What is required: Count the lines in the items below that contain the word "heather", treating uppercase and lowercase as different, and reply with only the number.

Saved entries:
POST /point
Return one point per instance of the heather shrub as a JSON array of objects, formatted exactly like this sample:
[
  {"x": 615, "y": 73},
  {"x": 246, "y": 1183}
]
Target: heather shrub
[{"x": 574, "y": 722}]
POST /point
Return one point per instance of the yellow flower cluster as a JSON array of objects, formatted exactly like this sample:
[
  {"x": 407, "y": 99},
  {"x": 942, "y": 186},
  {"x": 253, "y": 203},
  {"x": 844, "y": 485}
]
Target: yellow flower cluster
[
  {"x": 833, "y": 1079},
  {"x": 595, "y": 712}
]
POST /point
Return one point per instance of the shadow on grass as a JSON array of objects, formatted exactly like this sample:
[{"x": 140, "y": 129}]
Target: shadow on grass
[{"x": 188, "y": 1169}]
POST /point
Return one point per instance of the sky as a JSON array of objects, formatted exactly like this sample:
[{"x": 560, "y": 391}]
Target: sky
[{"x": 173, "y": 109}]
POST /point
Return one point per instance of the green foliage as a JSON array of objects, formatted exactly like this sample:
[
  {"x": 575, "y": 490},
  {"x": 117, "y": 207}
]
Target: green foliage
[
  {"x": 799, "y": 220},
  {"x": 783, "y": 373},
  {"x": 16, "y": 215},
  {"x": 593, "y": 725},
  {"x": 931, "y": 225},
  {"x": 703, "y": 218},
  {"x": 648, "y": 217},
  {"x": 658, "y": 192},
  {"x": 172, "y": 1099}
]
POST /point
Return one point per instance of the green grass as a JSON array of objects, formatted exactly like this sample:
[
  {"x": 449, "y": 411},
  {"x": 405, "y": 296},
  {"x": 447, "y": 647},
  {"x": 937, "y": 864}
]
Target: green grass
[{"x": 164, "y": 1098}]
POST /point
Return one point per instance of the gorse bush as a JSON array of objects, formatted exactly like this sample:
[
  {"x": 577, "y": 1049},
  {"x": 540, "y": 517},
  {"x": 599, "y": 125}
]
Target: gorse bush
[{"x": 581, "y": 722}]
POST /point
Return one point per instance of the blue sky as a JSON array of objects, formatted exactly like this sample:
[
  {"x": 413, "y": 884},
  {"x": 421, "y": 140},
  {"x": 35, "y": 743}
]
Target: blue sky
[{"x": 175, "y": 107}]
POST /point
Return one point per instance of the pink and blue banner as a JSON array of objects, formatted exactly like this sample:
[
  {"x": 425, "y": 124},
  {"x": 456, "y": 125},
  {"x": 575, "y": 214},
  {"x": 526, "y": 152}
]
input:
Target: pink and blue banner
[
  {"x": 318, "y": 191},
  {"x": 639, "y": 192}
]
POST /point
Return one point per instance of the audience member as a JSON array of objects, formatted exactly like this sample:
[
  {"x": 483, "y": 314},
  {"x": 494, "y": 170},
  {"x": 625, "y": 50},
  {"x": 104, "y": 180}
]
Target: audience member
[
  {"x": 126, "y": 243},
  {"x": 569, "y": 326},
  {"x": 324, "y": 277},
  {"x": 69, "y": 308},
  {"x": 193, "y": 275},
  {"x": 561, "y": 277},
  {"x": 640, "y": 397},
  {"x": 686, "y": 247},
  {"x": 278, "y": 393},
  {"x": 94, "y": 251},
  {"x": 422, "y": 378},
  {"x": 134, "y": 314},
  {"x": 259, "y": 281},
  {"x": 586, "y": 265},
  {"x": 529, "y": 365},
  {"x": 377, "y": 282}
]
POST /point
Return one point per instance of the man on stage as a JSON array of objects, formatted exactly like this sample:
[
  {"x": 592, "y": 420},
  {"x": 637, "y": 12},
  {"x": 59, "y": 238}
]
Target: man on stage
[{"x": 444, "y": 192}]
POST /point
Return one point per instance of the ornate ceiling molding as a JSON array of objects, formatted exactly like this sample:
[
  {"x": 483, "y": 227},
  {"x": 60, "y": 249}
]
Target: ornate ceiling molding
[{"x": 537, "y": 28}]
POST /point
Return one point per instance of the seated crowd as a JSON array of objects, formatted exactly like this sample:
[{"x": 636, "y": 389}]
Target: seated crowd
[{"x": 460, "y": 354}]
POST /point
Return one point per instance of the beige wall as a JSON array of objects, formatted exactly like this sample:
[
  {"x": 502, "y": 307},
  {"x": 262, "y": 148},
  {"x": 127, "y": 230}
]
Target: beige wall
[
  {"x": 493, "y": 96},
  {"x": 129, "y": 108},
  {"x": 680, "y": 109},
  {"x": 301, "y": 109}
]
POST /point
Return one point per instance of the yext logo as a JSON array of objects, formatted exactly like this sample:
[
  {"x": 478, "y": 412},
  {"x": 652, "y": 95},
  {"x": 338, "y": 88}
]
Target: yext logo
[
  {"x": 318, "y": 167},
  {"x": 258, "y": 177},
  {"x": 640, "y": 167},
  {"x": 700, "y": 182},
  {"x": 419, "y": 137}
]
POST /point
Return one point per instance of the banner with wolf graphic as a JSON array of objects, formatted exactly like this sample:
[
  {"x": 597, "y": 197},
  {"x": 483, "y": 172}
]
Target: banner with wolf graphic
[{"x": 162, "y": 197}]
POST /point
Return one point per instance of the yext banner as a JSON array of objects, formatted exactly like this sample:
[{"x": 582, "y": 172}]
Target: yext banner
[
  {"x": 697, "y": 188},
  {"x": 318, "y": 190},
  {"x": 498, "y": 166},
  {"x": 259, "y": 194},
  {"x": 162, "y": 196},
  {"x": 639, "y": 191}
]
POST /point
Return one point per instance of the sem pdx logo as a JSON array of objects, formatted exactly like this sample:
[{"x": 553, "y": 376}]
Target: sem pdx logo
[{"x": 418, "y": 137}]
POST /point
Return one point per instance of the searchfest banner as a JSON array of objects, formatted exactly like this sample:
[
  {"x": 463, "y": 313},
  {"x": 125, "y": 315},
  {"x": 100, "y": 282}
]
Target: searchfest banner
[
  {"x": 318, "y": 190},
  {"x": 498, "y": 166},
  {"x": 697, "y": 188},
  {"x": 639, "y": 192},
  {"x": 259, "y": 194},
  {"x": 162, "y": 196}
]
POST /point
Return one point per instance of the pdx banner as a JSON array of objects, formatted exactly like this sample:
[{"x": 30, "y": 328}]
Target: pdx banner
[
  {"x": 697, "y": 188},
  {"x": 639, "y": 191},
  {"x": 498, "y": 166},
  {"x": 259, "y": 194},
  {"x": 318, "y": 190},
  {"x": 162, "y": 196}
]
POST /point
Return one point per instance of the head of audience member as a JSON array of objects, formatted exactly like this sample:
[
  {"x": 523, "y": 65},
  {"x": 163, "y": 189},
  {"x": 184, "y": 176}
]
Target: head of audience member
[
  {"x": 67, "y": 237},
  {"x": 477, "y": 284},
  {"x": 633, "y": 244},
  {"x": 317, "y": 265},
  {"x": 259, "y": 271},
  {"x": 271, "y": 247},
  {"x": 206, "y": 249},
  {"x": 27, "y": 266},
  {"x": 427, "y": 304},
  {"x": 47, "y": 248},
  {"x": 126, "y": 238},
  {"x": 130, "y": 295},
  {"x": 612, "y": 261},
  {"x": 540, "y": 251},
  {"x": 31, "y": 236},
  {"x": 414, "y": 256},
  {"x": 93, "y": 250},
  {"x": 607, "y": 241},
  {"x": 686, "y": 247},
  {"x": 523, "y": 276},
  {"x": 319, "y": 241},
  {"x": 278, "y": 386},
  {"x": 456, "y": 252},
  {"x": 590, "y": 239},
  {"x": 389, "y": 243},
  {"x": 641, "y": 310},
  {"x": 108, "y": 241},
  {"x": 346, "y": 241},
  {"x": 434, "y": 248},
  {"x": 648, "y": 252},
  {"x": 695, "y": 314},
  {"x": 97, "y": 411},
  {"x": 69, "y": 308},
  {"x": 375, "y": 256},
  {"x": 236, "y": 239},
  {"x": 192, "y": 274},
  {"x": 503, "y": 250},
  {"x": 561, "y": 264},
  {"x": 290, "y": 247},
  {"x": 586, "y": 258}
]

Result for this task: 2